» **DOCUMENT EXCERPT**
- Status: Active
- Date: Varying
- Frequency: Annual
- Inaugurated: 2025
- Organised by: European Committee for Jigsaw Puzzling
- Website: ecjp.eu

= European Jigsaw Puzzle Championships =

Annual competition

The European Jigsaw Puzzle Championship is an annual event organized by the European Committee for Jigsaw Puzzling, supported by multiple European associations. The first European Championship was organized by the Hungarian Jigsaw Puzzle Association in 2025, in Budapest, Hungary. The Championship includes three events: team, pairs and individual.
The 2026 edition will be held in Istanbul, Turkey from 27-29 November 2026.

==History==
The first European Championship for Jigsaw Puzzling was organized by the Hungarian Jigsaw Puzzle Association in 2025, in Budapest, Hungary.

==Events==
Three events are contested in the championships. In all events, placement is determined by the fastest completion within the time limit. For competitors who have not finished the assigned puzzle(s) within the time limit, the remaining pieces are counted to determine the final position.
- Team event: Teams of minimum 3, maximum 4 people complete two puzzles (1,000 pieces) within a time limit.
- Pairs event: Pairs of two competitors complete a single puzzle (500 or 1,000 pieces) within a time limit.

» **A run of rows**
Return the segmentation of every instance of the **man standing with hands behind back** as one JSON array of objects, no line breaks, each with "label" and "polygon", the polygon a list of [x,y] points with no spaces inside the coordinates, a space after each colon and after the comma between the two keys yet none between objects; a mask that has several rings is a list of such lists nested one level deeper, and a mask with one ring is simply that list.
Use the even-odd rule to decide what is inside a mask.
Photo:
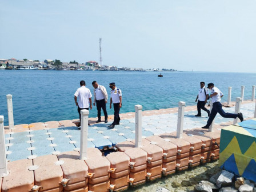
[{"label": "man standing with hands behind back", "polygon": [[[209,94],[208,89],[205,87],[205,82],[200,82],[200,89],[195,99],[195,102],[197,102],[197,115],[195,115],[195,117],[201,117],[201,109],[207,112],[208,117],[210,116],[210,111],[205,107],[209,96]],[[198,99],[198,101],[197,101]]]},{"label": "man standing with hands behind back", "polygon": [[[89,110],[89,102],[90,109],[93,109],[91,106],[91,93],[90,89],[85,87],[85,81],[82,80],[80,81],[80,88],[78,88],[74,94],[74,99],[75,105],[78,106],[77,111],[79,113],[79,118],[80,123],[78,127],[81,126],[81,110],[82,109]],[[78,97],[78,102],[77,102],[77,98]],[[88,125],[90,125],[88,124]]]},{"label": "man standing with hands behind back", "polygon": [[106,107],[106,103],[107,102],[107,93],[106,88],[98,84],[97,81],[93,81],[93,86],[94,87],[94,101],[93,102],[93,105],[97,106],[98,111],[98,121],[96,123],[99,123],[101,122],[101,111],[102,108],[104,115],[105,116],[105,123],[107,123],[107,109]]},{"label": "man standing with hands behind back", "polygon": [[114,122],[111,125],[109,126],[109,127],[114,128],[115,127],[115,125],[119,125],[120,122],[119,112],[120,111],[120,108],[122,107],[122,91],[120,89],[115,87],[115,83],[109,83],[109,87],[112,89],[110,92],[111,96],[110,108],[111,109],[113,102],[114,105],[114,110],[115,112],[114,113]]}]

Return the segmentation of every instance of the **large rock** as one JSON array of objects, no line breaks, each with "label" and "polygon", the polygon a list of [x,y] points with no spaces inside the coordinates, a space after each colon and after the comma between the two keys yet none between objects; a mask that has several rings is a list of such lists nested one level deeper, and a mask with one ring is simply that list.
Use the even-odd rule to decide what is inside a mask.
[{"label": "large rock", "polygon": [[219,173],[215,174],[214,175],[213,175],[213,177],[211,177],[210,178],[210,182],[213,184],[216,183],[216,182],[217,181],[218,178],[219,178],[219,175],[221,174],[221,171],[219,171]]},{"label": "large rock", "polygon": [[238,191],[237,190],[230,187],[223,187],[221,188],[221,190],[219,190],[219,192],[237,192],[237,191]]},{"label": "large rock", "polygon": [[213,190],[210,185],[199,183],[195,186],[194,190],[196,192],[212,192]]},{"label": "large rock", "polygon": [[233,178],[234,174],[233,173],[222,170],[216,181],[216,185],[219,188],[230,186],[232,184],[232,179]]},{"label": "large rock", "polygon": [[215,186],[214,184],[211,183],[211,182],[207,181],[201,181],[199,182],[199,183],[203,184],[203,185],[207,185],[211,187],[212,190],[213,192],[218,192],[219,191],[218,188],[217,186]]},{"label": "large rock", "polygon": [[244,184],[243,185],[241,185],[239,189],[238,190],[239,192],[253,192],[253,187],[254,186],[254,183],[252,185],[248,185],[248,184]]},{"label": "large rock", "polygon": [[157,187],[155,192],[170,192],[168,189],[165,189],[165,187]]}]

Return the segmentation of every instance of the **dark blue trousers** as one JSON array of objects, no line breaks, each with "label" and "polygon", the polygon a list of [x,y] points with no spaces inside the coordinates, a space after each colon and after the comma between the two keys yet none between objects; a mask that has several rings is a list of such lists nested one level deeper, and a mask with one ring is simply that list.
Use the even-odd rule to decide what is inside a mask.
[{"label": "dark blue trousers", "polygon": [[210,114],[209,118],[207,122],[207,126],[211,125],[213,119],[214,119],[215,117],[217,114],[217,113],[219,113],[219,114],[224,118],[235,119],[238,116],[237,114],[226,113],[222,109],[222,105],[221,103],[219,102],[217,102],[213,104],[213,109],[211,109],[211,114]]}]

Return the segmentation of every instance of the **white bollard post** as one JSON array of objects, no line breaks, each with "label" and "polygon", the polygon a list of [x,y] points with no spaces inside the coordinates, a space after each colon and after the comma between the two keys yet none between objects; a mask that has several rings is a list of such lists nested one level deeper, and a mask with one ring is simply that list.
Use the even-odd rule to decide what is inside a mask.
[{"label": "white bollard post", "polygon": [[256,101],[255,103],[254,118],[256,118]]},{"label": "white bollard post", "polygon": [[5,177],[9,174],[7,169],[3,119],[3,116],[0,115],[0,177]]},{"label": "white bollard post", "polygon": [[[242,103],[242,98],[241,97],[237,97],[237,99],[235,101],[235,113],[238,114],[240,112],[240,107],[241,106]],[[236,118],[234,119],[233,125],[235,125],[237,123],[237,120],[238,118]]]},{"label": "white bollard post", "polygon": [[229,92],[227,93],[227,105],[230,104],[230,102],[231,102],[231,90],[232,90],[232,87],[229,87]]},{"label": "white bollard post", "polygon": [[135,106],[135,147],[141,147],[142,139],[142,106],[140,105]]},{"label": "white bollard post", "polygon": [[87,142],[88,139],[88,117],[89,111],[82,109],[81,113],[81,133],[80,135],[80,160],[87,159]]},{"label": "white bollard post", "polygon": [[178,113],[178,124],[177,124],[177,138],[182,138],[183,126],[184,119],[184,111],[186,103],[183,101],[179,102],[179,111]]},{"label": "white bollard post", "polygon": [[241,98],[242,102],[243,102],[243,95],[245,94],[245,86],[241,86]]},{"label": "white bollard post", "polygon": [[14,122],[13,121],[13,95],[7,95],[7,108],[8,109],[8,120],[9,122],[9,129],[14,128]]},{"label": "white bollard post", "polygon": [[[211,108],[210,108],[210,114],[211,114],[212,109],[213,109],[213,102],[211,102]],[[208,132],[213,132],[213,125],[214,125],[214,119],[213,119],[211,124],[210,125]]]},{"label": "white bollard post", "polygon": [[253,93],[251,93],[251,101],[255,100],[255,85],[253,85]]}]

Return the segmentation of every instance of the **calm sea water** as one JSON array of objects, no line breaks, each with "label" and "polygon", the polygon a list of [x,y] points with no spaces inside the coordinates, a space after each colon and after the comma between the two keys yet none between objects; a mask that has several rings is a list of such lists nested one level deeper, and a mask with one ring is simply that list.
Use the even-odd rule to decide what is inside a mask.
* * *
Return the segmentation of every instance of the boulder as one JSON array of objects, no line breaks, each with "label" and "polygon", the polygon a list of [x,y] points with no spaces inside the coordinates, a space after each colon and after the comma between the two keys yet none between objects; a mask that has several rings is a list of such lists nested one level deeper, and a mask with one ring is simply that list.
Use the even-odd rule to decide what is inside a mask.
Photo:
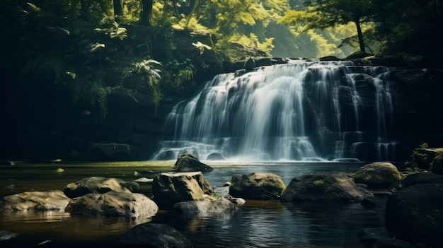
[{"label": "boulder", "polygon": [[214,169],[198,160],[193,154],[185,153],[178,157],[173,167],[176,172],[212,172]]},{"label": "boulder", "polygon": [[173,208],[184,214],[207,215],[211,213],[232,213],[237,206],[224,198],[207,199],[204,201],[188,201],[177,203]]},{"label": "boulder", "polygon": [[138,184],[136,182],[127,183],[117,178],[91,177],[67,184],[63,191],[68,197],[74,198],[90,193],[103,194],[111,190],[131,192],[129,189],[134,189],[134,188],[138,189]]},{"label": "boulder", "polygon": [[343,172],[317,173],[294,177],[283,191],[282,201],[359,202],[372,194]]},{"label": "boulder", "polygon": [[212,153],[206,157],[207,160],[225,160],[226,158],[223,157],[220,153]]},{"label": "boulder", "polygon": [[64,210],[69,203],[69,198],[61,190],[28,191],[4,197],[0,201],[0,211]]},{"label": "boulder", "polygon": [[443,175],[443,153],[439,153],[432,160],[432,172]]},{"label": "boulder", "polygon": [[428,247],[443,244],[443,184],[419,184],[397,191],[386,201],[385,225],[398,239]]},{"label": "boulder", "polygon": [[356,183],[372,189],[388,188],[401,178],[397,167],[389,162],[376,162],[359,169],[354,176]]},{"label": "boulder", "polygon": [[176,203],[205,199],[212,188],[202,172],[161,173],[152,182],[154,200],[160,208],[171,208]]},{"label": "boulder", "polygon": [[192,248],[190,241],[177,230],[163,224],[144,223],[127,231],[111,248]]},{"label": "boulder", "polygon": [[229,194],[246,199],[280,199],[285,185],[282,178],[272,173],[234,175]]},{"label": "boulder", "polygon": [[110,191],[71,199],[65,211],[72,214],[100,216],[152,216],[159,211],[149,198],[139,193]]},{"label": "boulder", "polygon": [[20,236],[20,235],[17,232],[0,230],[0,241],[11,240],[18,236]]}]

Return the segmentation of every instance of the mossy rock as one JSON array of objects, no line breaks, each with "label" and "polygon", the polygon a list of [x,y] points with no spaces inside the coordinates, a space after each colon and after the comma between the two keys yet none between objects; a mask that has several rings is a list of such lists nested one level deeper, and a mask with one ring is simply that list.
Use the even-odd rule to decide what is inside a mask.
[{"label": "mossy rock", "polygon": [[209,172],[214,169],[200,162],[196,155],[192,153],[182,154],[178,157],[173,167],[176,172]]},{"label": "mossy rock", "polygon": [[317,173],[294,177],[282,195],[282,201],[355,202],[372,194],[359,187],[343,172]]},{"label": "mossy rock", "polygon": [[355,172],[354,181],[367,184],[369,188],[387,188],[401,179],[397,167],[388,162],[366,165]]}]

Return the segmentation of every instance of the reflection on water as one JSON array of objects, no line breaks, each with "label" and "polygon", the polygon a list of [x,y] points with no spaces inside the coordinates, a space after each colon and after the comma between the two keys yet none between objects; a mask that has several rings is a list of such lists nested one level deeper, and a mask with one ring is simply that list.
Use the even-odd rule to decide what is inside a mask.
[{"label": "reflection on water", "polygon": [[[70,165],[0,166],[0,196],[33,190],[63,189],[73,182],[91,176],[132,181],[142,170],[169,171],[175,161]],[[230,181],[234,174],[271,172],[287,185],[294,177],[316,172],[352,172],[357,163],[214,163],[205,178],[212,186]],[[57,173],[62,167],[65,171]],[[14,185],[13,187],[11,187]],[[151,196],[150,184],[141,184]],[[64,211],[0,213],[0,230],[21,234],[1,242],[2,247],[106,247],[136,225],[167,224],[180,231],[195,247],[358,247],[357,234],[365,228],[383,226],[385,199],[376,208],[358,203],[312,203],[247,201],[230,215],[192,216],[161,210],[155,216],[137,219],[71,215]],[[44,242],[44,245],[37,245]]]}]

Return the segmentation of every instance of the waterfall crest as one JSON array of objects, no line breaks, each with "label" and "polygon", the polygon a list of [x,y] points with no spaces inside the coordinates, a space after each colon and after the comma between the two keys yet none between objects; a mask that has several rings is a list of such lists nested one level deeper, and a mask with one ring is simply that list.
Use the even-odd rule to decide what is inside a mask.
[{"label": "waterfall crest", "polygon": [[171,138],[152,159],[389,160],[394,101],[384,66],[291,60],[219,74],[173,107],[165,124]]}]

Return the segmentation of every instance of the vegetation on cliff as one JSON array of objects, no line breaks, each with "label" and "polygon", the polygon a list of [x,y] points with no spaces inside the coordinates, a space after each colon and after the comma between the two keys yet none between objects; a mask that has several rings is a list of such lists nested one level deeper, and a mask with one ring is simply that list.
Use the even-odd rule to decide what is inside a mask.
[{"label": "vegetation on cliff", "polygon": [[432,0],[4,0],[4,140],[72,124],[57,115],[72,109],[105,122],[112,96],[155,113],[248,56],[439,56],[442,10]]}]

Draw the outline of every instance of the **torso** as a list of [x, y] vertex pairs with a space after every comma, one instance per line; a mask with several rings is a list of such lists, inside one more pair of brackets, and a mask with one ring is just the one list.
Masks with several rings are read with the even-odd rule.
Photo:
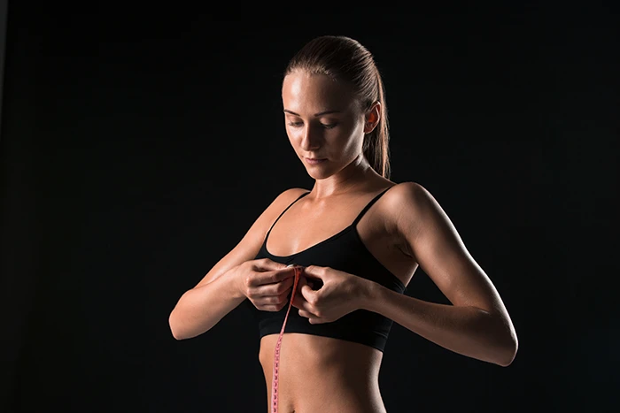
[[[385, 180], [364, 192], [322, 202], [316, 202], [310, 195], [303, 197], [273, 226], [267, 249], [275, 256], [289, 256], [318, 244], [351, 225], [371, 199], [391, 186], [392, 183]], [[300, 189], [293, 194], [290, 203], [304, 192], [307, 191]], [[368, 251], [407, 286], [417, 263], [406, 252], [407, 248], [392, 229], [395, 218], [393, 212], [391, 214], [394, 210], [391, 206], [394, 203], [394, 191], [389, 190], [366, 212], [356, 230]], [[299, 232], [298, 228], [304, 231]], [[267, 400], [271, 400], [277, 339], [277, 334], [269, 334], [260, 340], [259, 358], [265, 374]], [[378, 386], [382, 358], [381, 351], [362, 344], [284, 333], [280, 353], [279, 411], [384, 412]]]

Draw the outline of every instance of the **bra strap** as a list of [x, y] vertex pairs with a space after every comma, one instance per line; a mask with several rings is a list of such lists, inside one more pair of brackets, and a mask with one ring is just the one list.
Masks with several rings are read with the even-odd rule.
...
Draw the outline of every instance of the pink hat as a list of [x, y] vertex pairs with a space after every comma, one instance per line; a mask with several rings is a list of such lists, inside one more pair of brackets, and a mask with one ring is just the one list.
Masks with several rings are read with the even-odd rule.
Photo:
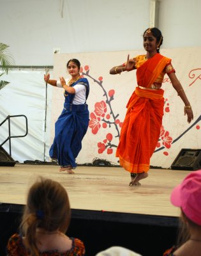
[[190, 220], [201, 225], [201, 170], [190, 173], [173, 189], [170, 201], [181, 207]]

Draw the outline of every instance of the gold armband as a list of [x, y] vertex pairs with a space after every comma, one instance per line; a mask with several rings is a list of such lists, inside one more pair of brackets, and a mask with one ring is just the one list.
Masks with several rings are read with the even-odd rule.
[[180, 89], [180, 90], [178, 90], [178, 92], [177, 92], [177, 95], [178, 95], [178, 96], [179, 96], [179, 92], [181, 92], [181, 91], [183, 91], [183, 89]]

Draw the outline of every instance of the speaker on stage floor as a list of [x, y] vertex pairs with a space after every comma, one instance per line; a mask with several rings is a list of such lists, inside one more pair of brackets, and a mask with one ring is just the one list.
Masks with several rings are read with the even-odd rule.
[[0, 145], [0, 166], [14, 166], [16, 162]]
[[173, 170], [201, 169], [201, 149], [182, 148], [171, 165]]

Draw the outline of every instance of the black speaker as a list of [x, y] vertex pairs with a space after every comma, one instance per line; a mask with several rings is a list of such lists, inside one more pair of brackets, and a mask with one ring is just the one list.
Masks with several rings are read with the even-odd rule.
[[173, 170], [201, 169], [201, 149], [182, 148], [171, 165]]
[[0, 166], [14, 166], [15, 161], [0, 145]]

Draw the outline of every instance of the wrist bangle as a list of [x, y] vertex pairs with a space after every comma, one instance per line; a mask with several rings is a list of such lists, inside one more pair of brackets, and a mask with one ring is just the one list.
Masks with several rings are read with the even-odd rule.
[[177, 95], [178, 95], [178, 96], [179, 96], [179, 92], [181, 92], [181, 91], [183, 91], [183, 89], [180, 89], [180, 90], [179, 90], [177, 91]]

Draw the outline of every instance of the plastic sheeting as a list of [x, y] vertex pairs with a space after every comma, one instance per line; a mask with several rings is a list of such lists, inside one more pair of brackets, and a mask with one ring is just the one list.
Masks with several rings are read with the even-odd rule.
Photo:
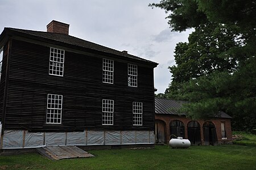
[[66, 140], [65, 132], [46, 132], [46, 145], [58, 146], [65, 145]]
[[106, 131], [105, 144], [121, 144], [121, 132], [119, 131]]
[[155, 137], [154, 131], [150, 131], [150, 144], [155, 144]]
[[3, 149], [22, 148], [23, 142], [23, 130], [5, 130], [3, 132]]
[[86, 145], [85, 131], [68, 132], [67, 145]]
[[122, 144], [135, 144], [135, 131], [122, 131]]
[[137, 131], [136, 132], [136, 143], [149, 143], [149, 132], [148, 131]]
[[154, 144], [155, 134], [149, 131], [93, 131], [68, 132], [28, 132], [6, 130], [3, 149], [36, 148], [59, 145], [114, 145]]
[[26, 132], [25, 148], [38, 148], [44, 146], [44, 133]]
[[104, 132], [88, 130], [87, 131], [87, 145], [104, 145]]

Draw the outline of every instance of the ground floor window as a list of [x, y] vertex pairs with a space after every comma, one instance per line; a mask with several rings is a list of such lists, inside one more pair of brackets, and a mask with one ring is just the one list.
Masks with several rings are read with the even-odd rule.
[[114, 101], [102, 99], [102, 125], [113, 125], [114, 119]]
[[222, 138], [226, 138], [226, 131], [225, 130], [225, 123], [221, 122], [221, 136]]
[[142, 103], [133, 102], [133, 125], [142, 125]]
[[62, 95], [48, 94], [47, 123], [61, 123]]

» **WORK TO COMPLETE**
1. In the jigsaw championship article, how many people can be on a team in the team event?
2. Print the jigsaw championship article between "- Team event: Teams" and "or 1,000 pieces) within a time limit.", inclusive.
Draw only on the jigsaw championship article, not the rows.

» **COMPLETED EXERCISE**
1. A minimum of 3 and a maximum of 4 people.

2.
- Team event: Teams of minimum 3, maximum 4 people complete two puzzles (1,000 pieces) within a time limit.
- Pairs event: Pairs of two competitors complete a single puzzle (500 or 1,000 pieces) within a time limit.